15. Com efeito, o arguido pode concordar ou não com a suspensão provisória do processo promovida pelo Ministério Público, mas, no tipo de crime dos autos, se aceitar e pretender beneficiar da suspensão provisória do processo, como quis, o arguido teve que aceitar a aplicação de proibição de conduzir, sendo o que resulta do aludido artigo 281.º, n.º 3 do Código Penal.

16. Em suma: a injunção e a pena acessória têm a mesma justificação, o mesmo modo de execução e a mesma finalidade sancionatória.

17. Ora, se é certo que o arguido já cumpriu um período de 4 meses e 5 dias de inibição de conduzir, se a pena acessória em foi condenado teve por objecto o mesmo facto que constituiu o objecto da injunção, se os efeitos substantivos de uma e de outra são a impossibilidade de conduzir veículos com motor durante um determinado período de tempo, a que acresce a exacta forma como o respectivo cumprimento é realizado e o facto de o período da injunção ter sido superior ao da sanção em que foi condenado, é forçoso concluir que o cumprimento da injunção prevista e determinada ao abrigo do n.º 3 do artigo 281.º do CP em sede de SPP terá de ser atendida, face ao ulterior prosseguimento dos autos e à condenação final.

Objetivo> Prossiga, por favor, o excerto sobre a suspensão provisória do processo e a proibição de conduzir, começando logo a seguir à última frase apresentada.

Registos extraídos>

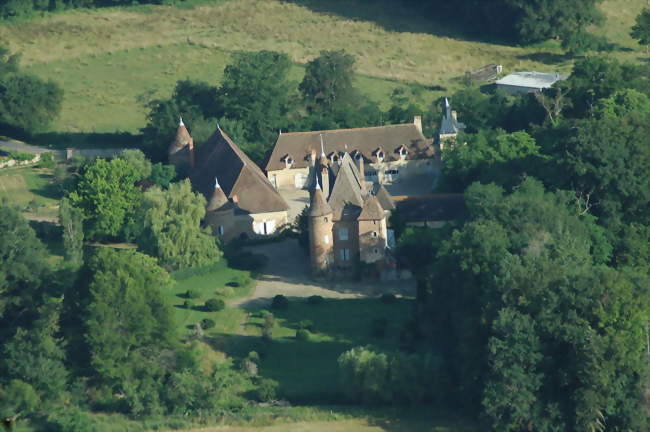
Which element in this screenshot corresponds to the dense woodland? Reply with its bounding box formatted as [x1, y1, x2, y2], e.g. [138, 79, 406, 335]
[0, 0, 650, 432]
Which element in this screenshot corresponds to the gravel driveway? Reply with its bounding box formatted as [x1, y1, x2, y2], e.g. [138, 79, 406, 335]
[232, 239, 415, 307]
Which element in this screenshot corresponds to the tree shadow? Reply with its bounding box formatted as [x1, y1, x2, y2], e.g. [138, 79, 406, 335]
[286, 0, 508, 45]
[30, 131, 142, 150]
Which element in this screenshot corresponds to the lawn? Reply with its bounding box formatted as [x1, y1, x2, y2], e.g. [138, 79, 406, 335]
[0, 166, 61, 220]
[216, 298, 413, 403]
[0, 0, 646, 137]
[169, 260, 255, 337]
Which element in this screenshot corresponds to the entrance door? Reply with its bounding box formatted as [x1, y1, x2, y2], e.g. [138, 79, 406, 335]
[293, 173, 307, 189]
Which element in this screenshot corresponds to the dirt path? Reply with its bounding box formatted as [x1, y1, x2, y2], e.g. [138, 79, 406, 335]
[231, 239, 415, 308]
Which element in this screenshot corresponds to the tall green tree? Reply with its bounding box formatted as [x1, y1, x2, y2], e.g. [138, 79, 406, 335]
[138, 180, 221, 270]
[630, 8, 650, 53]
[217, 51, 292, 142]
[85, 248, 177, 414]
[59, 198, 84, 266]
[69, 158, 143, 239]
[299, 50, 356, 113]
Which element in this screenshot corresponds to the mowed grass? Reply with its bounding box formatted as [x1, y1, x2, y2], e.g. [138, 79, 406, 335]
[0, 166, 61, 219]
[169, 260, 255, 336]
[28, 42, 437, 133]
[225, 298, 413, 402]
[0, 0, 646, 136]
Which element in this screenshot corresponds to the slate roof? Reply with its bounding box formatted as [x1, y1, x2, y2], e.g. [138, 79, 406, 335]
[357, 195, 385, 220]
[190, 129, 289, 213]
[496, 72, 567, 89]
[397, 194, 467, 222]
[309, 183, 332, 217]
[205, 178, 228, 211]
[373, 184, 395, 210]
[265, 123, 434, 172]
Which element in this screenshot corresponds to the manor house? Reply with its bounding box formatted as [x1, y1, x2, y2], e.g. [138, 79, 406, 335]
[169, 120, 289, 242]
[265, 116, 435, 189]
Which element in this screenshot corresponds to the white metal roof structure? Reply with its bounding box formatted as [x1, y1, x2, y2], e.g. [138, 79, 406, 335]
[496, 72, 567, 90]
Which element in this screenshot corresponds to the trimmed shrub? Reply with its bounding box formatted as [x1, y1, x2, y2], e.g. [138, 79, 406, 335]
[205, 299, 226, 312]
[201, 318, 215, 330]
[271, 294, 289, 309]
[185, 289, 201, 298]
[307, 296, 325, 306]
[296, 329, 311, 341]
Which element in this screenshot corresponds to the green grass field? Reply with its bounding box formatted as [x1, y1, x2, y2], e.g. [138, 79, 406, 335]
[0, 0, 646, 137]
[169, 260, 255, 337]
[0, 166, 61, 220]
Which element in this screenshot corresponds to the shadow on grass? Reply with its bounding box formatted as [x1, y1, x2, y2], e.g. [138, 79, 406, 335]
[30, 132, 142, 150]
[287, 0, 512, 45]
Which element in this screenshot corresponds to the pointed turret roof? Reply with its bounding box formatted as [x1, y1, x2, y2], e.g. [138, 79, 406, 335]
[309, 180, 332, 217]
[205, 177, 228, 211]
[374, 184, 395, 210]
[169, 117, 192, 154]
[190, 128, 289, 213]
[357, 195, 384, 220]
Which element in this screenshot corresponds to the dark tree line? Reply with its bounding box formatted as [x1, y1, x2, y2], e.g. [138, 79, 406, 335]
[142, 51, 437, 162]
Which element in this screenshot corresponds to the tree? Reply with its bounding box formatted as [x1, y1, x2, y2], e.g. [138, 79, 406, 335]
[218, 51, 292, 142]
[482, 308, 543, 432]
[138, 180, 221, 270]
[0, 299, 68, 400]
[59, 198, 84, 266]
[85, 248, 180, 414]
[630, 8, 650, 53]
[0, 202, 49, 336]
[299, 50, 356, 113]
[69, 158, 143, 239]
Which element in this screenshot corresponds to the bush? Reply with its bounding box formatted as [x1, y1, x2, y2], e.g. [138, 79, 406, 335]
[370, 318, 388, 337]
[307, 296, 325, 306]
[38, 152, 54, 169]
[296, 329, 311, 342]
[298, 320, 314, 332]
[271, 294, 289, 309]
[201, 318, 215, 330]
[253, 378, 278, 402]
[205, 299, 226, 312]
[185, 289, 201, 298]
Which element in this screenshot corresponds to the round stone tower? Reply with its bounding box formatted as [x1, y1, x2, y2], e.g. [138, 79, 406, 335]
[308, 180, 334, 274]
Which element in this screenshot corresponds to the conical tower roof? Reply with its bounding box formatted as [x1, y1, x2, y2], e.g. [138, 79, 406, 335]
[205, 177, 228, 211]
[169, 117, 192, 154]
[357, 195, 384, 220]
[309, 180, 332, 217]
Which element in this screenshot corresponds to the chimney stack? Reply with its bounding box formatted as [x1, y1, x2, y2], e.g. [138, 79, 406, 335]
[413, 116, 422, 132]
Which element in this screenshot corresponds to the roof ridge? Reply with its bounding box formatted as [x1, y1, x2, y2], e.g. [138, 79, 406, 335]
[282, 123, 415, 136]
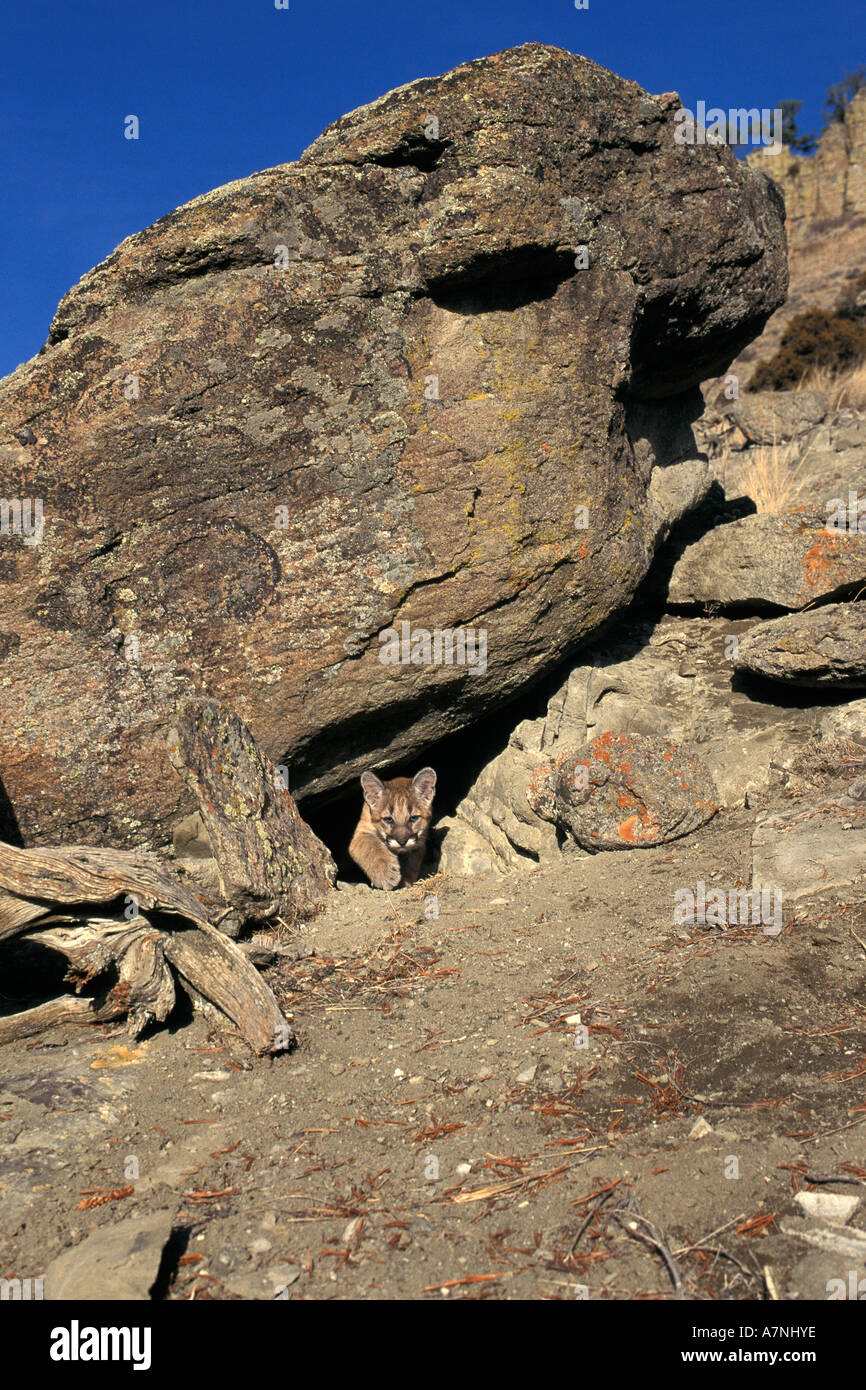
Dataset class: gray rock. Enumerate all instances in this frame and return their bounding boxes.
[439,616,839,874]
[667,513,866,609]
[752,802,866,905]
[649,459,713,542]
[0,43,787,847]
[727,391,830,445]
[527,734,719,849]
[44,1211,174,1302]
[734,603,866,689]
[820,699,866,744]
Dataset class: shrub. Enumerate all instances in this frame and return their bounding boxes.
[749,309,866,391]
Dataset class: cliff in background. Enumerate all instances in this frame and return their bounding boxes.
[746,90,866,240]
[703,90,866,386]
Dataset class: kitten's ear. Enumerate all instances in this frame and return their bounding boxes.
[361,773,385,810]
[411,767,436,806]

Resultado>
18. E não se diga, como fez o Tribunal a quo, que o artigo 282.º, n.º 4, alínea a) do CPP a tanto se opõe, pois este dispositivo legal, apenas, determina a irrepetibilidade de prestações realizadas em injunção pelo que, não tendo a proibição de conduzir essa natureza, tal comando não se lhe mostra aplicável.

19. A tudo acresce que, a ausência do desconto leva a sancionar duplamente a mesma conduta e consequentemente à violação do princípio da proporcionalidade da pena previsto no artigo 71.º, nºs. 1 e 2 do CP.

20. Assim, tendo, no caso concreto, o arguido sido condenado na pena acessória de proibição de conduzir veículos com motor pelo período de 3 meses, tendo cumprido, em sede de SPP, a injunção de proibição de conduzir veículos com motor pelo período de 4 meses e 5 dias, há que considerar extinta, pelo cumprimento, a pena acessória imposta.

21. Não tendo o Tribunal a quo descontado o período de inibição de conduzir cumprido em sede de SPP à pena acessória de proibição de conduzir aplicada e consequentemente não tendo julgado extinta a dita pena acessória pelo cumprimento, fez o Tribunal a quo incorrecta interpretação e aplicação do artigo 282.º, n.º 4, alínea a) do CPP e dos artigos 71.º, nºs. 1 e 2 e 281.º, n.º 3 do CP.

Nestes termos e nos mais de direito aplicáveis, deve o recurso interposto ser julgado totalmente procedente e em consequência ser a sentença recorrida revogada na parte de que se recorre e substituída por outra que acolha os fundamentos do arguido/recorrente (…)”.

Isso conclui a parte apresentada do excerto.